Aim >> Copy out the data from its start through the line that contains "183 86 L 178", keeping every line exactly as it appears, and leave the pictures out of your answer.

Exercise material >>
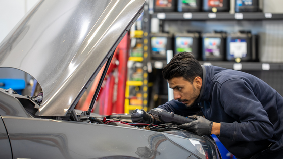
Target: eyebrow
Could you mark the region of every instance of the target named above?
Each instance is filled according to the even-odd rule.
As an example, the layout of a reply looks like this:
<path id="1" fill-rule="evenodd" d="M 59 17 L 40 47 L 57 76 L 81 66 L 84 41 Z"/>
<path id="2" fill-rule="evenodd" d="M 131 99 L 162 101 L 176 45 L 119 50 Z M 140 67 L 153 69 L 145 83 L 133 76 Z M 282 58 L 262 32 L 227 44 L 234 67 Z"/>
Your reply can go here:
<path id="1" fill-rule="evenodd" d="M 183 86 L 178 85 L 178 86 L 175 86 L 175 87 L 173 87 L 173 88 L 171 88 L 171 87 L 169 87 L 169 88 L 171 88 L 171 89 L 175 89 L 175 88 L 177 88 L 177 87 L 182 87 L 182 86 Z"/>

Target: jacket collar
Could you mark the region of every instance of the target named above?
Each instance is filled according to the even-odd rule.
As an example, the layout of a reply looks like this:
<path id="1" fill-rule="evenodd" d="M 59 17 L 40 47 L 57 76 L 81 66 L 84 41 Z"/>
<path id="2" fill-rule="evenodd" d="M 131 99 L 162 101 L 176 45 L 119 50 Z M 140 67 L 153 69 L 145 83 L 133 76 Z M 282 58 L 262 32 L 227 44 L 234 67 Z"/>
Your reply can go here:
<path id="1" fill-rule="evenodd" d="M 211 90 L 210 86 L 211 81 L 211 68 L 209 66 L 201 65 L 201 66 L 203 72 L 202 84 L 200 95 L 196 101 L 197 103 L 202 101 L 211 100 Z"/>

Solution to the exercise >>
Target: eyebrow
Could you mark the region of every instance of the target named above?
Each instance is filled according to the even-odd rule.
As an example, the layout of a reply looks like this:
<path id="1" fill-rule="evenodd" d="M 59 17 L 40 47 L 57 76 L 81 66 L 84 41 Z"/>
<path id="2" fill-rule="evenodd" d="M 131 99 L 162 101 L 176 45 L 119 50 Z M 140 67 L 153 69 L 145 83 L 133 76 Z M 282 58 L 262 32 L 227 44 L 234 67 Z"/>
Your reply can go here:
<path id="1" fill-rule="evenodd" d="M 183 86 L 178 85 L 178 86 L 175 86 L 175 87 L 173 87 L 173 88 L 171 88 L 171 87 L 169 87 L 169 88 L 171 88 L 171 89 L 175 89 L 175 88 L 177 88 L 177 87 L 182 87 L 182 86 Z"/>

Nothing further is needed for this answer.